SHORT PROBLEM » Could you copy out every line of this data word for word, with nothing changed?

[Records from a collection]
::::

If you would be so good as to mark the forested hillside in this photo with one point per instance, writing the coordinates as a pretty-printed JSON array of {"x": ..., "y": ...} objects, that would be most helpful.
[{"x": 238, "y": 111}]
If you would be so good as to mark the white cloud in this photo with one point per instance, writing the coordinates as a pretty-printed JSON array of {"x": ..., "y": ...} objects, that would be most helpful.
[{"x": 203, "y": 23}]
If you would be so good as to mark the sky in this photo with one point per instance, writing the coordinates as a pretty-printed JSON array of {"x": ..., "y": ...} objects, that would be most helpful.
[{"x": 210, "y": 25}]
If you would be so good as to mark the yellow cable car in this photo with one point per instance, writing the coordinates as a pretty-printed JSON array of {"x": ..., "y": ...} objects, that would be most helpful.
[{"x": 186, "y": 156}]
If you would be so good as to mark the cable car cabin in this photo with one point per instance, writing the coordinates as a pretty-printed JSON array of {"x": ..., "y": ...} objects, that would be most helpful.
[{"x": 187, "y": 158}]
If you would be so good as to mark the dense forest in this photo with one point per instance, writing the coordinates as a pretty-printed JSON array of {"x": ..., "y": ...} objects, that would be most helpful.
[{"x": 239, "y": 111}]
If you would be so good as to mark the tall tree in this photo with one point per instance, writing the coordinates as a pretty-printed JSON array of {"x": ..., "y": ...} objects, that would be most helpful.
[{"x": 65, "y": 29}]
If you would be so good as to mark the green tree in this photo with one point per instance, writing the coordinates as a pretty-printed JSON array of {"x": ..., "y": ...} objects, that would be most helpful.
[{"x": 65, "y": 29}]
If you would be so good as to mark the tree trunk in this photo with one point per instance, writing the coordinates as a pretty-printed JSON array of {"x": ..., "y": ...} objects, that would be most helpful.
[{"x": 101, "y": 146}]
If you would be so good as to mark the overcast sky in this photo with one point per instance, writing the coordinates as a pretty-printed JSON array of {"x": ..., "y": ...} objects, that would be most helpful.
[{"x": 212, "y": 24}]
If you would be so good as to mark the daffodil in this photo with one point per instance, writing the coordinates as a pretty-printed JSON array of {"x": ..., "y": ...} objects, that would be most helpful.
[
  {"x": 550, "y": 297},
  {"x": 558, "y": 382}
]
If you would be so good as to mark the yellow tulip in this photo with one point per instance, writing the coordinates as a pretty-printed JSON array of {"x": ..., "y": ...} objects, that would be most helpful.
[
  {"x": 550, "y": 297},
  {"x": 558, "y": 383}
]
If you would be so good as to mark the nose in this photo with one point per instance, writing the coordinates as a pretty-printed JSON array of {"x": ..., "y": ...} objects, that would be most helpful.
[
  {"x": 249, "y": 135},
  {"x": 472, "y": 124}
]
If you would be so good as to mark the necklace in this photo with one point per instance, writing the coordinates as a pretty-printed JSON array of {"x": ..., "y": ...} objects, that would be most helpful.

::::

ANSWER »
If you would be so good as to mark the forested hillside in this photo with one point per instance, writing the coordinates as a pretty-printed JSON array of {"x": ..., "y": ...} objects, that would be most helpful.
[{"x": 238, "y": 111}]
If you would be so good as to mark the white cloud in this photo with one point per instance, writing the coordinates as a pretty-printed JSON array of {"x": ..., "y": ...} objects, that would be most helpful.
[{"x": 203, "y": 23}]
If you would be so good as to mark the sky in this photo with one point per instance, writing the coordinates as a pretty-printed JSON array of {"x": ..., "y": ...} objects, that would be most helpful.
[{"x": 210, "y": 25}]
If you would be so good as to mark the yellow cable car in this photo with one point per instance, writing the coordinates as a pretty-printed JSON array of {"x": ..., "y": ...} objects, that would be most helpful.
[{"x": 186, "y": 156}]
If you would be so good as to mark the cable car cabin in this photo with one point per instance, writing the coordinates as a pretty-printed JSON array of {"x": ..., "y": ...} objects, that would be most helpful.
[{"x": 187, "y": 158}]
If you would be so good as to mark the dense forest in this photo with one point per instance, writing the coordinates as a pretty-printed JSON array of {"x": ..., "y": ...} objects, that would be most helpful.
[{"x": 239, "y": 111}]
If you would be so good as to mark the tall tree in this photo with one point per instance, writing the coordinates as a pretty-printed JSON array of {"x": ..., "y": ...} objects, that would be most helpful.
[{"x": 65, "y": 29}]
If you would be so good as to mark the green tree in this photo with one point per instance, writing the coordinates as a pretty-printed JSON array of {"x": ..., "y": ...} objects, that would be most helpful.
[{"x": 65, "y": 29}]
If you would be so good as to mark the tree trunk in this photo with one point per instance, writing the coordinates as a pretty-printed JSON array of {"x": ..., "y": ...} objects, that would be most helpful.
[{"x": 101, "y": 146}]
If you would be so good as to mark the overcast sky in this photo with one point per instance, writing the coordinates as a pretty-printed JSON array of {"x": ..., "y": ...} objects, that would be most helpful.
[{"x": 212, "y": 24}]
If you would be so good as to mark the daffodil in this photo with one point per instance, writing the coordinates as a pretty-printed JSON array of {"x": ..., "y": ...} objects, that would be most helpful.
[
  {"x": 550, "y": 297},
  {"x": 558, "y": 382}
]
If you would be so good as to mark the yellow tulip in this photo with one point per instance, writing the coordinates as a pretty-printed JSON array of {"x": ..., "y": ...} objects, that would be most helpful.
[
  {"x": 550, "y": 297},
  {"x": 558, "y": 383}
]
If you would be so good as to mark the nose in this photo with one point per instance, writing the coordinates as a pretty-printed JSON array of {"x": ..., "y": ...} objects, that would be most helpful.
[
  {"x": 249, "y": 135},
  {"x": 472, "y": 124}
]
If you would be so good as to mark the necklace in this photo with one point per instance, writing the coordinates as a pretty-printed JSON array of {"x": ..., "y": ...} objects, that would be most helpful.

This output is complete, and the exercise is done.